§ **Records to use**:
--- BEGIN ---
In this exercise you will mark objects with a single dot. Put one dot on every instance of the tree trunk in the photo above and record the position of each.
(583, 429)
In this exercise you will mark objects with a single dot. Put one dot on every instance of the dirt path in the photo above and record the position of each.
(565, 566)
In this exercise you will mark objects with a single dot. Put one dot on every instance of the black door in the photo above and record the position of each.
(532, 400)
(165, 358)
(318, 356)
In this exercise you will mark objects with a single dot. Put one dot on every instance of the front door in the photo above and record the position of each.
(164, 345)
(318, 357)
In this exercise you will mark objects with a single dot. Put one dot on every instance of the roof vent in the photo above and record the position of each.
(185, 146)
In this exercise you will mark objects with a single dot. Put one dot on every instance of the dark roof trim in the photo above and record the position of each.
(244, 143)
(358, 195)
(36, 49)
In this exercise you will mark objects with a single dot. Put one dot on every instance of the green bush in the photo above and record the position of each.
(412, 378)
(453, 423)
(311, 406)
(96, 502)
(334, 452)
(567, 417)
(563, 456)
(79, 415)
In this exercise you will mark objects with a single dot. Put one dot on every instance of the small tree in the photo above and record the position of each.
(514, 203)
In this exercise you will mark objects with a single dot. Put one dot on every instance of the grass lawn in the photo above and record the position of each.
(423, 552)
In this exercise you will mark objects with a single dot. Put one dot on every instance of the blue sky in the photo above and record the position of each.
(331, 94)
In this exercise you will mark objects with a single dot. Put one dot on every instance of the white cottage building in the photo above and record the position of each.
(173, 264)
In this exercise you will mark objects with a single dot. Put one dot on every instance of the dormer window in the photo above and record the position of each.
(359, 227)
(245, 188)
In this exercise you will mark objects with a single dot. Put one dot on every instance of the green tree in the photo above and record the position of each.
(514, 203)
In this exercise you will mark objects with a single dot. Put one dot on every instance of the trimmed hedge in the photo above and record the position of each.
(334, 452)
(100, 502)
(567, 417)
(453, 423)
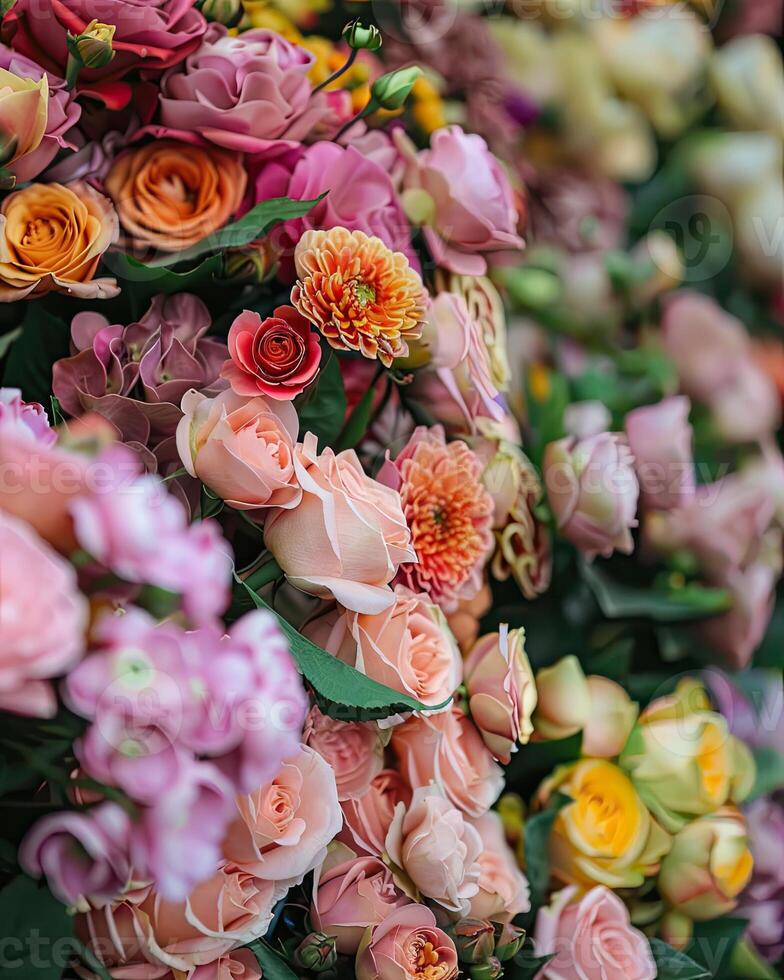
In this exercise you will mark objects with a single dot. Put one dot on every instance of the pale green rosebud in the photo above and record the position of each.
(390, 91)
(362, 37)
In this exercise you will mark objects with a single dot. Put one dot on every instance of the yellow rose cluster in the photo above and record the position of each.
--- END ---
§ **What is required**:
Emit the lines of the data above from the one containing "the green bush" through its final line, both endpoints included. Pictures do not belong in the output.

§ **Exercise output**:
In this exercise you will mark objects with a single dot. Put one dot on every instance of the green bush in the photo above and record the position of each.
(412, 378)
(453, 423)
(311, 406)
(96, 502)
(334, 452)
(567, 417)
(563, 456)
(79, 415)
In this exercise you will mark objects with a single dot. Put one dot on every instance of the small tree in the photo above and record the position of each.
(514, 203)
In this exercise you will mark objects with a single dot. Put one dot on every instance of the grass lawn in the photo above and record the position of each.
(423, 552)
In this exercise you will mark objects with a single dot. Put one dot on every instance of the blue sky in the photo above and record the position of each.
(331, 94)
In this exercise you will mark objects with a single dot. Put one dot on every instance of the white cottage building in the photo above and record the position of each.
(173, 264)
In this exercise you will mark objects with a single dot. Put one dot on every instance of the dormer window in the photo above and record the position of each.
(359, 227)
(245, 188)
In this exercise you will mark objects with a single dot. Put one dot on every instance of the green tree in the photo above and record the position of each.
(514, 203)
In this exercise you will mark objects with a single dot. Put one dot on every instance of the trimmed hedge in the photo above and record the position of each.
(334, 452)
(100, 502)
(567, 417)
(453, 423)
In this exercise you will mark objects with a single dot. Put one dot on every instance of the pale green rosebud in the photo above and record the position of each.
(390, 91)
(362, 37)
In this exercise you will mark objects with a single dot. Put one dot on every instance of the yellow rose cluster in the photo above and record the position of each.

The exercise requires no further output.